* [Exercise goal]: Starting at the first line of the entries below, output every line exactly, up to and including the line with "Wildlife-tally request: point out every instance of the brick".

* [Provided data]:
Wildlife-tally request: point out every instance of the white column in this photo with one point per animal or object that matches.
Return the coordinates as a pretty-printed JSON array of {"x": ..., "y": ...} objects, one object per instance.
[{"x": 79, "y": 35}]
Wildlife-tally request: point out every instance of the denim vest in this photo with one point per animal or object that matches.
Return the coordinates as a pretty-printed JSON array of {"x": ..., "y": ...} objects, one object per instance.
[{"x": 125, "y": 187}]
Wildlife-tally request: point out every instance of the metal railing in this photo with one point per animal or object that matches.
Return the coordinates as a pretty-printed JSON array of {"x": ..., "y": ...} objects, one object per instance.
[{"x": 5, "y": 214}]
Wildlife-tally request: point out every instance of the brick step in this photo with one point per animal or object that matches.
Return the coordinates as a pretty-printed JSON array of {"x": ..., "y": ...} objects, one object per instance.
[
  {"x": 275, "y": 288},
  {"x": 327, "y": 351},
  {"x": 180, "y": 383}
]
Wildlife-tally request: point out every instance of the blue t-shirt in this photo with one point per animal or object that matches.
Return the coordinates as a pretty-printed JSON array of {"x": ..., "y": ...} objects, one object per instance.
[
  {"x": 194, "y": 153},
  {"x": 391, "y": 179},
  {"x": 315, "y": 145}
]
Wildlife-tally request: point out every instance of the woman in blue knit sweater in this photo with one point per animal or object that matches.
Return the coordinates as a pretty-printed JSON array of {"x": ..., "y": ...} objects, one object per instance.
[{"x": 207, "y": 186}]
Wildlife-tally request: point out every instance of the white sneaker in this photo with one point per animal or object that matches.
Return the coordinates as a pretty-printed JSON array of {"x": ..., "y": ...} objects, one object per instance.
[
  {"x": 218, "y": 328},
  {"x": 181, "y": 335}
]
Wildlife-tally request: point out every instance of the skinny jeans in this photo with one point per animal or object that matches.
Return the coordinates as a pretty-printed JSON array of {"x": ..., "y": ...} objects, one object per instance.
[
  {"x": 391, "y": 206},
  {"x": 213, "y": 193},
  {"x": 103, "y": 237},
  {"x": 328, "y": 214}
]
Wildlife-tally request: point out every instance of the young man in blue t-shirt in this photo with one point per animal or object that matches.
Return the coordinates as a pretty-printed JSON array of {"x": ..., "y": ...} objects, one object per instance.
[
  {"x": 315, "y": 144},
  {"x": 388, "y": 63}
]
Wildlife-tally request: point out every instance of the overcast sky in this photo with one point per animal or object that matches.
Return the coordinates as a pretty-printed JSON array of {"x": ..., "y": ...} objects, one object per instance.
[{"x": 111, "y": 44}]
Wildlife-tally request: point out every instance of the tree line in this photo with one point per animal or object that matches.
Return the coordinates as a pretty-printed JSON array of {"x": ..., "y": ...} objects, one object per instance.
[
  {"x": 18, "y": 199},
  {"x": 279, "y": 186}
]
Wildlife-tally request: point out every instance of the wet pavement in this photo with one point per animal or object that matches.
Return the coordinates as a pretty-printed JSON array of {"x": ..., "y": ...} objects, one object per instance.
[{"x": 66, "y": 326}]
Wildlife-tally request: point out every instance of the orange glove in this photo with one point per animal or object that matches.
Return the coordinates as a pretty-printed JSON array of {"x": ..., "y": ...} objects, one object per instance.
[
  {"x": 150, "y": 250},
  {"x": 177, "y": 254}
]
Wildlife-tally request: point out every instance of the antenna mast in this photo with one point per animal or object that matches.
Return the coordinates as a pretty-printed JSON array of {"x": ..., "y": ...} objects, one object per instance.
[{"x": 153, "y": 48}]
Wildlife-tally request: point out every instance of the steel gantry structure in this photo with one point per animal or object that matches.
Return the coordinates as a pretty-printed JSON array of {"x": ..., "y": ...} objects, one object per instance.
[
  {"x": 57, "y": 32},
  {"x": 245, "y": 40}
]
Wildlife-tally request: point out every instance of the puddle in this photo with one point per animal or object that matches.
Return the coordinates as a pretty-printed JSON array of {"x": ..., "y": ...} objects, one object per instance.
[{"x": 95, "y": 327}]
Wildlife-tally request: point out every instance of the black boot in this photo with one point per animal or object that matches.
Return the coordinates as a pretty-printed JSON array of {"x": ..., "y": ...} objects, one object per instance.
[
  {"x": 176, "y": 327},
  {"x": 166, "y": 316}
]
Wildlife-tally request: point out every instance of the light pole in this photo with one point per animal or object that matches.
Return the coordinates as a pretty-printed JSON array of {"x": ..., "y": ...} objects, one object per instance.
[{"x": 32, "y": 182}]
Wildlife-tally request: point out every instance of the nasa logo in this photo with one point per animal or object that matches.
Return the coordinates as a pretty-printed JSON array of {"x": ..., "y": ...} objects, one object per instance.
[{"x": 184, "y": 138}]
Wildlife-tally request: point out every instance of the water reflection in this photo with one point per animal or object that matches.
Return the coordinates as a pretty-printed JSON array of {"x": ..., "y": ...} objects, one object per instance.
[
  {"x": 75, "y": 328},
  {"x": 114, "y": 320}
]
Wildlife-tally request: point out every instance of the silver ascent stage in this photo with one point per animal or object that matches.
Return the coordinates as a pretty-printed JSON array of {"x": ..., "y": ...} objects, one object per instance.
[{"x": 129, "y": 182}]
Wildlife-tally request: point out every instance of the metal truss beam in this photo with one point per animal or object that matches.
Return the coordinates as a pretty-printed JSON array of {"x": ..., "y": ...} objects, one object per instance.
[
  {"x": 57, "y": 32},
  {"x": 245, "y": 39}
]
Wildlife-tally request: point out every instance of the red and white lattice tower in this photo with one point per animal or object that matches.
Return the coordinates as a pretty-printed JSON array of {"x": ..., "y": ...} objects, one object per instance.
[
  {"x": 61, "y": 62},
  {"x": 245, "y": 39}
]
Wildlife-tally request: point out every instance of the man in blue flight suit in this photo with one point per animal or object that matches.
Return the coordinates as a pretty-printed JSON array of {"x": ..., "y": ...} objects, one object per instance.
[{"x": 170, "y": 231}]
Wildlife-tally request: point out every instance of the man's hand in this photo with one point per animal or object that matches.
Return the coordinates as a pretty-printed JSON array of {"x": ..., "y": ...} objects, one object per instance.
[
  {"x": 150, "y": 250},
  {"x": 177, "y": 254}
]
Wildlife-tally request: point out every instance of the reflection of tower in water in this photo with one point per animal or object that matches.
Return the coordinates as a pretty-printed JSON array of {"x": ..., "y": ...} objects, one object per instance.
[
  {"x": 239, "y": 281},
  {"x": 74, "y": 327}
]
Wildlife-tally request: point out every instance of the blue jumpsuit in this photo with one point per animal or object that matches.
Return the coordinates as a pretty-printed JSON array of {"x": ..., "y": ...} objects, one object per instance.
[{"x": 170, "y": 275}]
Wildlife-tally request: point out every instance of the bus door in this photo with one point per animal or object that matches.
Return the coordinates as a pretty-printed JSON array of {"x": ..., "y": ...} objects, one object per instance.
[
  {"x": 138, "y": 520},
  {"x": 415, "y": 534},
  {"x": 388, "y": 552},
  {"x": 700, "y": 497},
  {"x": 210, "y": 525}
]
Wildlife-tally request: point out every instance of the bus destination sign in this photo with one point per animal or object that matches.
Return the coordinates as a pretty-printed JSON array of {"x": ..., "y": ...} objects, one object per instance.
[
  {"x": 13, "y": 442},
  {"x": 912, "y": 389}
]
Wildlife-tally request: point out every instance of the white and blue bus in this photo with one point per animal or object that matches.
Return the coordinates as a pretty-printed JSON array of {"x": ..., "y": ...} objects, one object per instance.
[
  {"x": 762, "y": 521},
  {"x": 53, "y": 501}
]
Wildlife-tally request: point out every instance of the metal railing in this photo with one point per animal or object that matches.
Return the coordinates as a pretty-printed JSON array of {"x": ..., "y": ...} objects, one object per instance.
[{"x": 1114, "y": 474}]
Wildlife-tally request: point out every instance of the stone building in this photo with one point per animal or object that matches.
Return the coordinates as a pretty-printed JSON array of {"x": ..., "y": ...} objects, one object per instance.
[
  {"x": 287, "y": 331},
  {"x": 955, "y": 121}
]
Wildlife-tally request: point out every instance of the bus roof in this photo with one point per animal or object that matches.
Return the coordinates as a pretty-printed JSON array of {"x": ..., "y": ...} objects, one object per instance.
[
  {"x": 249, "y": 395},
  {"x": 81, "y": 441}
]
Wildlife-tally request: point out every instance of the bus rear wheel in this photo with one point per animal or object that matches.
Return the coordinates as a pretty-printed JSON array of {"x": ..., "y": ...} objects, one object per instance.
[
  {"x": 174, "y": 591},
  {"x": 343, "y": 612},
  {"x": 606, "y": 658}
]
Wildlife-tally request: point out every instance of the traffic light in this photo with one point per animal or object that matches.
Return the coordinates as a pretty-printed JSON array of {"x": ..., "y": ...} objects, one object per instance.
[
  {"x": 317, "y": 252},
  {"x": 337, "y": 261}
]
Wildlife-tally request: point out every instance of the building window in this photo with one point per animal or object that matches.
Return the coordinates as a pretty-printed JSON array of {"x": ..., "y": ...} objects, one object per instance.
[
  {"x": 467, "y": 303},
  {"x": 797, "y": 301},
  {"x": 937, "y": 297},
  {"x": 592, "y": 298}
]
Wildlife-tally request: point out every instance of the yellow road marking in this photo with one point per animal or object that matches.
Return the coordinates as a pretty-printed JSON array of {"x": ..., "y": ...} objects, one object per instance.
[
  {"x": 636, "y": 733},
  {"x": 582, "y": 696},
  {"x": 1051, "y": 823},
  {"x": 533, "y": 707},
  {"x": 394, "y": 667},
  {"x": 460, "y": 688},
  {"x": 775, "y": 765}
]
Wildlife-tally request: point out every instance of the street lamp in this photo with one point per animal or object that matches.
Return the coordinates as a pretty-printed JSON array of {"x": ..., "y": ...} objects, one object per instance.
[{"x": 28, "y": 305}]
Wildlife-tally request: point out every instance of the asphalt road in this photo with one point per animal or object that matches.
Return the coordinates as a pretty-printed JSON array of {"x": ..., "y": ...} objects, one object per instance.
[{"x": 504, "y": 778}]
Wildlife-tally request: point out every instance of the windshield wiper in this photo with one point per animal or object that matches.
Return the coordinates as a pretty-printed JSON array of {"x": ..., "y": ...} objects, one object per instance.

* [Written answer]:
Wildlife-tally request: point out every instance of the white column in this photo with one point per animal or object that matches.
Return the coordinates as a pretty-printed JSON array of {"x": ..., "y": ...} objects, one object per instance.
[{"x": 79, "y": 35}]
Wildlife-tally request: point out every instance of the denim vest in this photo with one point per animal or object that matches.
Return the coordinates as a pretty-printed JSON array of {"x": ..., "y": ...} objects, one object per instance.
[{"x": 125, "y": 187}]
Wildlife-tally request: point out every instance of the metal railing in this photo with one point per animal or object that matches.
Return the coordinates as a pretty-printed JSON array of {"x": ..., "y": ...} objects, one object per instance.
[{"x": 5, "y": 214}]
Wildlife-tally request: point out every instance of the brick step in this photo with one point per animal or object that matches.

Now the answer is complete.